— Start Extracted text —

Visualise your Power BI Refresh

Have you ever wondered why a Power BI dataset refresh was taking so long? And more specifically, how much time did the refresh spend on various sub-tasks that aren’t that visible to you via the web-portal?

This article shares a technique you can use to capture events fired during a Power BI refresh and use the results in a Power BI report visualise the results. Have to love the idea of using Power BI to optimise and improve Power BI. 🙂

Imported Power BI models get hosted in an Analysis Services database which emits telemetry for all sorts of interesting activities that take place. There are events related to end-user queries, security events, and of course, events related to dataset refreshes.

Once you have telemetry events, you can easily visualise the results in Power BI to help you understand how you might optimise future refreshes.

The high-level plan for this is:

  1. Connect to Analysis Services and run a trace using SSMS Profiler
  2. Kick off a dataset refresh
  3. Save the trace file as a Trace XML file
  4. Import the trace file into a PBIX from step 3 to see the results (download the PBIX here)

— End Extracted text —
— Start Provided data —

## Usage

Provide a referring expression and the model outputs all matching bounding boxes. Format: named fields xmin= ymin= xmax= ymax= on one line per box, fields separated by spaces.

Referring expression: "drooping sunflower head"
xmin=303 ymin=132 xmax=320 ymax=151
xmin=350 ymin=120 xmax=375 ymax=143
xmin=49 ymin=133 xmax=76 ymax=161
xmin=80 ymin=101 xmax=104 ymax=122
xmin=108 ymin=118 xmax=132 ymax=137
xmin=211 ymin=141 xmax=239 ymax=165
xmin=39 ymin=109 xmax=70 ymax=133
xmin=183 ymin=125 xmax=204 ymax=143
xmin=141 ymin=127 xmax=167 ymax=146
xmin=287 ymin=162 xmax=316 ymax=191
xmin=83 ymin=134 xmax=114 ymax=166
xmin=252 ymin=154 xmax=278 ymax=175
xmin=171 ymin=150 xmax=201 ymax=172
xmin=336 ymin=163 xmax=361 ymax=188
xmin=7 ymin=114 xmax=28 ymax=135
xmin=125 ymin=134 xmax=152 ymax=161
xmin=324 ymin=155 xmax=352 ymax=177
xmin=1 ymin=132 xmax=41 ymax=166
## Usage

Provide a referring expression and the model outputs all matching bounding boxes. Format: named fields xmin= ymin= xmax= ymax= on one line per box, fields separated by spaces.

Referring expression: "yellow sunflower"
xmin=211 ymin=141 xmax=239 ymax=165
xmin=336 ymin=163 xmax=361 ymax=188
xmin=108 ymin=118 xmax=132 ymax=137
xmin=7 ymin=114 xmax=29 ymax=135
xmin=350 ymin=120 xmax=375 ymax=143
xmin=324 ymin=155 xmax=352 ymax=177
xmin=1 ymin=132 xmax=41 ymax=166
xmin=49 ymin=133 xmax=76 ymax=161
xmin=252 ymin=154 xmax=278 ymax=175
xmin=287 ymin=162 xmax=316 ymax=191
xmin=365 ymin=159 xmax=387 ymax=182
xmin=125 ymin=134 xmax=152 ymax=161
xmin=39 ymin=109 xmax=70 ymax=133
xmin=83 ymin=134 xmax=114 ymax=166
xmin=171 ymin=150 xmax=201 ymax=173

— End Provided data —

> Exercise:
Reproduce the full Power BI refresh article word for word. The material after the article has no connection to it.

> Correct response:
Visualise your Power BI Refresh

Have you ever wondered why a Power BI dataset refresh was taking so long? And more specifically, how much time did the refresh spend on various sub-tasks that aren’t that visible to you via the web-portal?

This article shares a technique you can use to capture events fired during a Power BI refresh and use the results in a Power BI report visualise the results. Have to love the idea of using Power BI to optimise and improve Power BI. 🙂

Imported Power BI models get hosted in an Analysis Services database which emits telemetry for all sorts of interesting activities that take place. There are events related to end-user queries, security events, and of course, events related to dataset refreshes.

Once you have telemetry events, you can easily visualise the results in Power BI to help you understand how you might optimise future refreshes.

The high-level plan for this is:

  1. Connect to Analysis Services and run a trace using SSMS Profiler
  2. Kick off a dataset refresh
  3. Save the trace file as a Trace XML file
  4. Import the trace file into a PBIX from step 3 to see the results (download the PBIX here)